◆ **Instruction**
Nothing before the line containing "on the yellow-orange" belongs in the answer; quote that line and all lines after it through the end of the material, word for word.

Data items:
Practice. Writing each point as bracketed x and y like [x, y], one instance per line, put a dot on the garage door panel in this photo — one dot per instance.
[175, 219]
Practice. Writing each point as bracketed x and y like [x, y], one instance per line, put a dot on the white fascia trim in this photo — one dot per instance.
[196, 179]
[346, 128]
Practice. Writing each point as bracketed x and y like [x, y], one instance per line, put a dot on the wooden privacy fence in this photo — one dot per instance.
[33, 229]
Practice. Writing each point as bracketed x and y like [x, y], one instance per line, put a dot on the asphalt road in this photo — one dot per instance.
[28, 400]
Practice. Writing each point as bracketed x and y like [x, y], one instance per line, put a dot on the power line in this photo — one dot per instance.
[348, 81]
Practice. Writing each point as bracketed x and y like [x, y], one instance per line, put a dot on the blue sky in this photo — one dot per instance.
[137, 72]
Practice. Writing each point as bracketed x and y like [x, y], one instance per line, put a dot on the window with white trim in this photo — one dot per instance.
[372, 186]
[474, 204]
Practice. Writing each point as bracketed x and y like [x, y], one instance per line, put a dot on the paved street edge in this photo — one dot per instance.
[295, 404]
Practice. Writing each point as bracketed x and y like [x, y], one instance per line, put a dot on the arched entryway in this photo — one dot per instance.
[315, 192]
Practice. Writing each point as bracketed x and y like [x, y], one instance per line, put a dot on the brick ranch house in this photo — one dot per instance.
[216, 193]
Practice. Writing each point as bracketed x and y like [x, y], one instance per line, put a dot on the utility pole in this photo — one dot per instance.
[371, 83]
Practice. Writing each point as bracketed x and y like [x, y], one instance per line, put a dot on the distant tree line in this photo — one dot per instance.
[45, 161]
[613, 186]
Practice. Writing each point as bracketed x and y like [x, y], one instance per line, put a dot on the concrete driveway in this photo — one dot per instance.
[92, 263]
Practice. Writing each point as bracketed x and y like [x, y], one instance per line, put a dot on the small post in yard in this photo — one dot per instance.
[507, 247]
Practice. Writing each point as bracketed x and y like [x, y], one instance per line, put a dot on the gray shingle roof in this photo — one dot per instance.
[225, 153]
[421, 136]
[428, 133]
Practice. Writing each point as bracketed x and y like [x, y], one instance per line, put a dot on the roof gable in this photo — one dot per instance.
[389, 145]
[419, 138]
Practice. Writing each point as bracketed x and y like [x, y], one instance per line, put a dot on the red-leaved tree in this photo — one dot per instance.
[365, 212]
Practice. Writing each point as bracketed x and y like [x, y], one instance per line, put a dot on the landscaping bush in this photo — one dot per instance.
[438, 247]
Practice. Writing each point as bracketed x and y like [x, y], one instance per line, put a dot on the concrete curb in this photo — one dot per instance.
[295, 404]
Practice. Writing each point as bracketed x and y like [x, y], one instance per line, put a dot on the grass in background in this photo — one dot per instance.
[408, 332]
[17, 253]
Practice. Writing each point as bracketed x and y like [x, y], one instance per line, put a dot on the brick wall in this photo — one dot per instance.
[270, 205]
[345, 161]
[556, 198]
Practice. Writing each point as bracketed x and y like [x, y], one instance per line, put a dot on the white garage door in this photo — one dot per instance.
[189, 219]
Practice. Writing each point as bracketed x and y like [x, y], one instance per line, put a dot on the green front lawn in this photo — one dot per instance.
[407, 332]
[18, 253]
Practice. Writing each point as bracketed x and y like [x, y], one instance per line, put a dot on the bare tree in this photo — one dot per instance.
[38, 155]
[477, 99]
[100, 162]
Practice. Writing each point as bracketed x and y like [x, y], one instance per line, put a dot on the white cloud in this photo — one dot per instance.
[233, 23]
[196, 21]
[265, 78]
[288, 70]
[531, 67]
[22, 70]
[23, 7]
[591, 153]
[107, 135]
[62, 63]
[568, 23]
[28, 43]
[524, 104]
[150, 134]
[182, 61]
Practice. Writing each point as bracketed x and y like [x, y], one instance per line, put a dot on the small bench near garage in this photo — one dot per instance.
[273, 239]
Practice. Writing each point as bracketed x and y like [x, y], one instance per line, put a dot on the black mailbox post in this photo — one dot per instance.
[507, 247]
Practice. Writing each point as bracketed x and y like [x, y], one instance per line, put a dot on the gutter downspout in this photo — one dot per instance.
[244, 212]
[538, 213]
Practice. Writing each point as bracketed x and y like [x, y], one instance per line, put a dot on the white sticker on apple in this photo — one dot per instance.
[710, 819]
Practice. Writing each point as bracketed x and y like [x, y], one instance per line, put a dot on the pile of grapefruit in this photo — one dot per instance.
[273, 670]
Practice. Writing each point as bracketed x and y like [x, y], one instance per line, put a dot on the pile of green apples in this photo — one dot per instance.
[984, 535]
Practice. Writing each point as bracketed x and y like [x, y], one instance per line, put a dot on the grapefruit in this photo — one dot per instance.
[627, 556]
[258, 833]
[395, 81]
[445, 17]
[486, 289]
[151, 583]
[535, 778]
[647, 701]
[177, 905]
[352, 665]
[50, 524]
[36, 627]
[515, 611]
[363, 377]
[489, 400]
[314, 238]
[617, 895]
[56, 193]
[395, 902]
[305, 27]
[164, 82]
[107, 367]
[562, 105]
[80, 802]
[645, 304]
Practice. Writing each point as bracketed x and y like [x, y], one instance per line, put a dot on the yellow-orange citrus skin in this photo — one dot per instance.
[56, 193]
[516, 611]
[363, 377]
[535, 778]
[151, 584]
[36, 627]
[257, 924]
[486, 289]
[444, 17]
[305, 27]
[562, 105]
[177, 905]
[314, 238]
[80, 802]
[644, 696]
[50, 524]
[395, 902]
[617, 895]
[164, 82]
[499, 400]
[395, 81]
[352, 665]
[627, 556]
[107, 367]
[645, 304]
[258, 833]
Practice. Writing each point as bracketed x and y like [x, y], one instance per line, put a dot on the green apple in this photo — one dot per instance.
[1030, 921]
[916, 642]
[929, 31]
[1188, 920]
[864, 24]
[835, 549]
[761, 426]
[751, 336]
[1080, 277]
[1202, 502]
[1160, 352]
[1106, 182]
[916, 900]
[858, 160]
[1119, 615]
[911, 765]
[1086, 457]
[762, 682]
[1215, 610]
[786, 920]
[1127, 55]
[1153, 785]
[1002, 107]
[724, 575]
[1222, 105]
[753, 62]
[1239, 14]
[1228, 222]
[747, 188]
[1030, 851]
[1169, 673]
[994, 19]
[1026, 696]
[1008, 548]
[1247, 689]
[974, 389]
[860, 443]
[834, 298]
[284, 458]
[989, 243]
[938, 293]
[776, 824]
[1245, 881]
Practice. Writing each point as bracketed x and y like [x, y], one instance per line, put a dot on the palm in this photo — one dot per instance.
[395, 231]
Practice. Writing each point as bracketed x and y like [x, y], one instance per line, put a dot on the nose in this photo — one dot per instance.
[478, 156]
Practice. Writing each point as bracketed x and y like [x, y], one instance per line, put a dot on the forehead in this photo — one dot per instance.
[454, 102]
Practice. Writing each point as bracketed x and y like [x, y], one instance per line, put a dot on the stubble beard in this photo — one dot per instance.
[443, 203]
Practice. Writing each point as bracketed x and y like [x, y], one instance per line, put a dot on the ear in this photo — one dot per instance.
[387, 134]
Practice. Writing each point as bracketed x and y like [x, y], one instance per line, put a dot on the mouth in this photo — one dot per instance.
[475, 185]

◆ **Exercise solution**
Practice. Writing each point as bracketed x and y like [x, y], one instance per line, put a dot on the yellow-orange citrus skin in this photo — one dot per instance.
[56, 193]
[516, 611]
[363, 377]
[535, 778]
[151, 584]
[36, 627]
[257, 924]
[486, 289]
[444, 17]
[305, 27]
[562, 105]
[177, 905]
[314, 238]
[80, 802]
[644, 696]
[50, 524]
[395, 902]
[617, 895]
[164, 82]
[499, 400]
[395, 81]
[352, 665]
[627, 556]
[107, 367]
[645, 304]
[258, 833]
Practice. Writing each point as bracketed x and y like [x, y], one instance per line, put a dot on the green apple in this photo — one dot per instance.
[1030, 921]
[916, 642]
[929, 31]
[1188, 920]
[864, 24]
[835, 549]
[761, 426]
[751, 336]
[1080, 277]
[1202, 502]
[1160, 352]
[1106, 182]
[916, 900]
[858, 160]
[1119, 615]
[911, 765]
[1086, 457]
[762, 682]
[1215, 610]
[786, 920]
[1127, 55]
[1153, 785]
[1002, 107]
[724, 575]
[1222, 105]
[753, 62]
[1239, 14]
[1228, 222]
[747, 188]
[1030, 851]
[1169, 673]
[994, 19]
[1026, 696]
[1008, 548]
[1247, 689]
[974, 389]
[860, 443]
[834, 298]
[284, 458]
[989, 243]
[938, 293]
[776, 824]
[1245, 881]
Practice. Writing each point as bracketed x and y like [x, y], one instance per line, put a dot on the palm in this photo — one dot per instance.
[395, 231]
Practice. Writing each point as bracketed x and y like [x, y], one instance per line, put a dot on the nose in this photo — one dot per instance.
[478, 156]
Practice. Writing each point as bracketed x and y like [x, y], one instance per line, put a dot on the forehead in this photo — one dot per instance.
[454, 102]
Practice. Writing each point as bracketed x and y like [x, y], one instance per line, put a dot on the stubble beard in this photo — one dot per instance.
[443, 203]
Practice. Writing each point as bracketed x and y like [x, y], one instance per line, put a dot on the ear in this photo — one dot per instance.
[387, 134]
Practice. Writing each point as bracketed x and y like [x, y], one instance per line, put a dot on the mouth in this photo — one dot per instance.
[475, 185]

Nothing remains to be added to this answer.